→ EXERCISE MATERIAL:
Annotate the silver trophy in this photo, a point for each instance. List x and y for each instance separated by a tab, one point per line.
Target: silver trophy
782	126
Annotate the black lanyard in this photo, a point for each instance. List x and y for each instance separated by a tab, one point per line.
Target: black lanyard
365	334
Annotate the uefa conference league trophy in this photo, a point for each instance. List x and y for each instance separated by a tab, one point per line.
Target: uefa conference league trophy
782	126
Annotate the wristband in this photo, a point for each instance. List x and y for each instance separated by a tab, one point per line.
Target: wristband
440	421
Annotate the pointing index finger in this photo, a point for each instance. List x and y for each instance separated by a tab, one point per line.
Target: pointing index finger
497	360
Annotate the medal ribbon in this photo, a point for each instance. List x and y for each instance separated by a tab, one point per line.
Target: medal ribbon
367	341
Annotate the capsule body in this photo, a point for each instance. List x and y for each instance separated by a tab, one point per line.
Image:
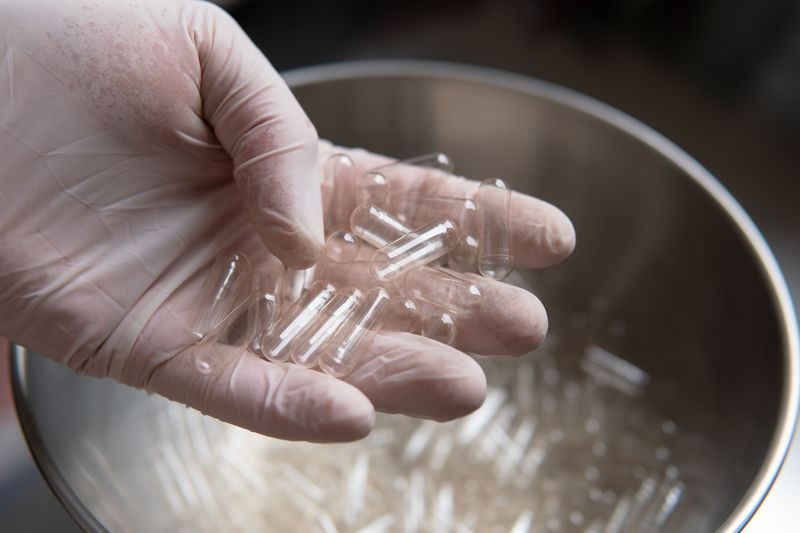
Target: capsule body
225	285
464	255
237	330
403	315
421	209
342	246
338	180
356	274
440	326
263	308
494	230
306	348
415	249
295	282
346	346
277	339
375	226
438	287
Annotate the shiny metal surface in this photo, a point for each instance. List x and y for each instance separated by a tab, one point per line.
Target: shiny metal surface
706	310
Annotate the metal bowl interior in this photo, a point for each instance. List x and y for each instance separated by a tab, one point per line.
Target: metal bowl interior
675	261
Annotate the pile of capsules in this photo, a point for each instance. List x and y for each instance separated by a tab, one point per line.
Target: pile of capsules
377	272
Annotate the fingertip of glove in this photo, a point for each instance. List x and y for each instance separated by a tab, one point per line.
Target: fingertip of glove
349	417
561	235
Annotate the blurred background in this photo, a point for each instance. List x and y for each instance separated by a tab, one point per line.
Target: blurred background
720	78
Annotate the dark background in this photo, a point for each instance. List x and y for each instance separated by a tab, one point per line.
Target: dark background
719	78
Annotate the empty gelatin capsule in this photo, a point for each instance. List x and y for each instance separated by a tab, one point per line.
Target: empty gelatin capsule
439	326
434	161
438	287
494	231
338	180
295	282
277	339
259	316
342	246
415	249
344	349
306	348
403	315
225	285
464	255
376	226
373	187
421	209
236	330
355	274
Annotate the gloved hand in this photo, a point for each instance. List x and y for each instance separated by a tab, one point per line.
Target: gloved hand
131	135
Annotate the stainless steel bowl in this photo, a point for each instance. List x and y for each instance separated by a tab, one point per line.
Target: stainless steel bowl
669	274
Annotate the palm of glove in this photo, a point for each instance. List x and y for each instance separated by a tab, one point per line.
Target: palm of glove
121	129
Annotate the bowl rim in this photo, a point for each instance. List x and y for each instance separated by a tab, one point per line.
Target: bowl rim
790	394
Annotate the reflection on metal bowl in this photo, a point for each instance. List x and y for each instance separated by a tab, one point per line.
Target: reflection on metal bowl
663	399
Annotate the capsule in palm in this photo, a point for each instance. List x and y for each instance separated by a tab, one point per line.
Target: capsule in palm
347	345
237	330
307	346
494	230
438	287
277	339
375	226
225	285
415	249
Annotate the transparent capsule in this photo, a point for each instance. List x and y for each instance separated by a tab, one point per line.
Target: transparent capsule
338	179
403	315
433	161
376	226
356	274
421	209
226	283
264	308
346	346
342	246
277	339
464	255
440	326
374	187
295	282
415	249
236	330
494	231
306	348
438	287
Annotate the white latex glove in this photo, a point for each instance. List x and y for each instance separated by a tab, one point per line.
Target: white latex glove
131	136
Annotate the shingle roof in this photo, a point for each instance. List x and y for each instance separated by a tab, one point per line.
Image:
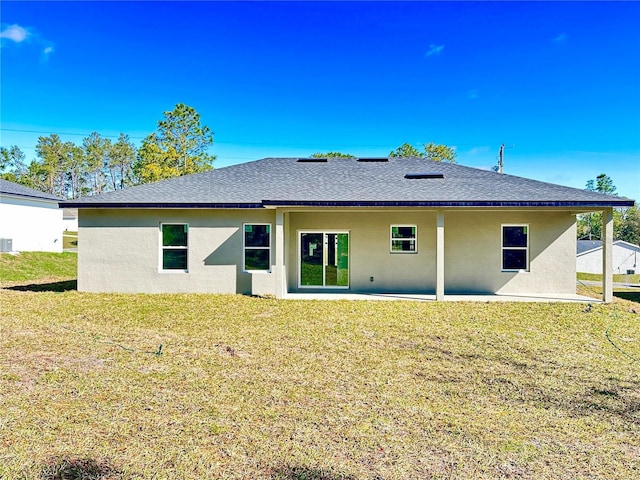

→ WHAT THE EXERCISE ASKS: Repeat each record verbatim, pictures excluded.

→ OUTPUT FOR THIS EXERCISE:
Annotate the silver trophy in this photo, a point for each instance. List x and y for each instance separated by a tab, one point per line.
Target: silver trophy
782	126
Annotate the black lanyard in this photo, a point for each instance. List x and y for each instance separated by a tab, one point per line.
Target: black lanyard
365	334
Annotate the uefa conference league trophy in this photo, a point for each instance. List x and y for each instance separated by a tab, one point per line.
Target: uefa conference league trophy
782	126
Annotate the wristband in this photo, a point for each instance. List x and y for each instance separated by a tab, one point per line.
Target: wristband
440	421
Annotate the pointing index finger in this photo, a point for each instance. List x and y for each instance separated by a tab, one point per line.
Target: pointing index finger
497	360
Annotate the medal ribbon in this photo, a point for each instance. List x and y for each instance separated by a tab, one point per line.
Target: medal ribbon
367	341
Annotate the capsule body in this photo, a point for each instance. List x and y for each instance separated by a tab, one point per line.
Image:
Target: capsule body
225	285
464	255
237	330
403	315
421	209
342	246
338	180
356	274
440	326
263	308
494	230
306	348
415	249
295	282
346	346
277	339
375	226
438	287
Annotate the shiny metal surface in this photo, a point for each instance. List x and y for each instance separated by a tab, one point per line.
Target: shiny metal surface
706	310
Annotate the metal bowl interior in this photo, a point for each instance. List x and y for each instance separated by a tab, one point per line.
Target: metal bowl interior
675	261
Annotate the pile of capsules in this photo, a point for each instance. List x and y for each instance separated by a tab, one point per line.
Target: pile of capsules
377	272
Annotate the fingertip of glove in this photo, a point for each instance. List x and y for each instance separated by a tab, one point per line.
Target: fingertip of glove
349	417
561	235
Annotate the blurred background in this photo, a point for each instance. List x and y for each instance separated by a tab, one point per line.
Target: blurred background
720	78
Annotate the dark background in this photo, a point for each instance. List x and y for each instance separated by a tab, one point per line.
Target: dark background
719	78
Annotate the empty gelatin capsule in this photo, a point for each instance. List x and y for each instance separated by a tab, one point per line.
Target: empty gelatin capsule
439	326
434	161
438	287
494	231
338	180
295	282
277	339
259	316
342	246
415	249
344	349
306	348
403	315
225	285
464	255
376	226
373	187
421	209
236	330
355	274
Annotate the gloved hand in this photo, a point for each instance. List x and y for each instance separated by a tab, one point per line.
Target: gloved hand
131	135
Annotate the stainless steel bowl in this photo, a point for each instance. List x and y for each instance separated by a tab, one point per line.
Target: stainless steel bowl
669	274
Annotate the palm of glove in this photo, a point for each instance. List x and y for each instance separated by a tab, one point per line.
Target: palm of glove
121	129
Annotate the bowl rim in this photo, a point for each instance. List x and y for each instance separated by a tab, one point per line.
Target: bowl rim
790	394
Annotate the reflection on metal bowl in this photo, a point for each instance. List x and y for each instance separated by a tab, one point per line.
Target: reflection on metal bowl
663	399
Annotate the capsule in palm in this photo, a point for each instance. List x and y for each instance separated by a tab, one point per line.
Target: capsule in palm
347	345
237	330
307	346
494	230
438	287
277	339
375	226
225	285
415	249
Annotate the transparent capsule in this photo, a point for each instance. List x and y for each instance separated by a tab, one point per line.
Target: transparent capsule
338	179
403	315
433	161
376	226
356	274
421	209
226	283
264	308
346	346
342	246
277	339
464	255
440	326
374	187
295	282
415	249
236	330
494	231
306	348
438	287
Annotate the white latex glove in this photo, a point for each instance. List x and y for each instance separated by a tab, one point per line.
Target: white latex glove
131	136
Annotate the shingle roof in this photo, a point for each instance. List x and y for each instance separated by a tab, one point per line.
Image:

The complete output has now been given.